▶ SELECTED EXTRACT
....
Skip to content

Clinician-in-the-loop

"Human in the loop" is the most over-used phrase in clinical AI. It can mean anything from "a clinician glances at outputs in batches" to "every output is independently re-derived." The phrase is meaningful only with detail.

What good review looks like

The clinician should be able to:

  1. See the inputs the system saw. Source notes, retrieved context, structured fields.
  2. See the system's output and its citations. Each clinical claim mapped to a source.
  3. Edit any field freely. The system should never make edits hard or punitive.
  4. Surface or override verifier flags. With a recorded reason where applicable.
  5. Sign off explicitly. Sign-off is an action, not a default state.

What rubber-stamping looks like

  • Edit rate trending toward zero.
  • Time-to-sign trending toward seconds.
  • Sign-off as the path of least resistance.
  • No mechanism for the clinician to flag uncertainty.

Rubber-stamping is the most likely way a well-built system harms patients. The system itself must be designed to discourage it.

Designing against rubber-stamping

  • Friction in the right places. Sign-off should require an active step, not auto-progress.
  • Highlight changed fields and citations. Force visual attention to where the model is most likely to have erred.
  • Show uncertainty. Where the system is uncertain (low retrieval recall, refused fields, verifier flags), surface it visibly.
  • Track and surface edit rates. A clinician whose edit rate has trended to zero gets a dashboard nudge.
  • Spot-check audits. A random sample of signed plans is reviewed by a peer; results are shared back as learning.

Review workflow design choices

Synchronous vs. asynchronous

  • Synchronous (clinician interactively reviews the draft as it's produced): better for high-stakes generation, slower at scale.
  • Asynchronous (system drafts in batch; clinician reviews in a queue): scales better, risks queue-pressure shortcuts.

Most clinical settings end up hybrid: synchronous for initial assessments and high-risk cases, asynchronous for routine reauthorization or summaries.
....
▶ SUPPLIED ENTRIES
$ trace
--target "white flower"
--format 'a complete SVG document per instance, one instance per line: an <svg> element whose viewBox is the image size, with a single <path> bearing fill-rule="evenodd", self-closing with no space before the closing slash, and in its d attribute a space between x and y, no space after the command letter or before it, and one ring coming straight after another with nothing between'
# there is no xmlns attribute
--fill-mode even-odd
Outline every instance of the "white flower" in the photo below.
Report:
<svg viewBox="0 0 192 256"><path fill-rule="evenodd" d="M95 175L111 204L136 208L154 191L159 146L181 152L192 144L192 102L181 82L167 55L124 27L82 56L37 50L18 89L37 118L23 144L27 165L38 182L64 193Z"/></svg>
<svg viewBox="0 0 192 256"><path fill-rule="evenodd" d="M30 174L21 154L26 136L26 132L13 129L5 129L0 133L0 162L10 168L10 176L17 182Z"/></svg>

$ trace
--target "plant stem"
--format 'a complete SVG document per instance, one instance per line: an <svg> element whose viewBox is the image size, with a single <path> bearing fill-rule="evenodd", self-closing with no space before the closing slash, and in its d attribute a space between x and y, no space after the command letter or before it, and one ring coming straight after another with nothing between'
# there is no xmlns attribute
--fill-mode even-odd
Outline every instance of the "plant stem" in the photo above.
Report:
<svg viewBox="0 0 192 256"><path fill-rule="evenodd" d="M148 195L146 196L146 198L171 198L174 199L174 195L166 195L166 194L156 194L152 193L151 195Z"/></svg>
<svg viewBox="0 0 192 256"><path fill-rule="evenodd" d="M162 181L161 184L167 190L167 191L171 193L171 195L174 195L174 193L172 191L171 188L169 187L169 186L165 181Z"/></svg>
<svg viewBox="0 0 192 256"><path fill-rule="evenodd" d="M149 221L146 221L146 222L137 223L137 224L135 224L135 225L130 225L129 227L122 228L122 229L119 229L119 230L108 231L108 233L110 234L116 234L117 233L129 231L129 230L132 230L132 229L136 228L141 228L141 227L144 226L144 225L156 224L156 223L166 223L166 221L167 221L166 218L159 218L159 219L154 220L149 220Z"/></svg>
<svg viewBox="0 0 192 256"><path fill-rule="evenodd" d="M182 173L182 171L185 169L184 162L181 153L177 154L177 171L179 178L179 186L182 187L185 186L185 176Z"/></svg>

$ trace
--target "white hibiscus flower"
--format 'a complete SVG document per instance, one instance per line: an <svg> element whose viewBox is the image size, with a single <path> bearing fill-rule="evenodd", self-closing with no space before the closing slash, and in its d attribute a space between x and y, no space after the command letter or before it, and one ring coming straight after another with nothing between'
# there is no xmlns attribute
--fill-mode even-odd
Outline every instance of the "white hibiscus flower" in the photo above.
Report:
....
▶ ASSIGNMENT
Rewrite the paragraph in the clinician-in-the-loop text that begins "Most clinical settings end up hybrid" as a short bulleted list, keeping its main facts.

▶ ANSWER BOX
- Most clinical settings end up using a hybrid of both review modes.
- Synchronous review: initial assessments and high-risk cases.
- Asynchronous review: routine reauthorization or summaries.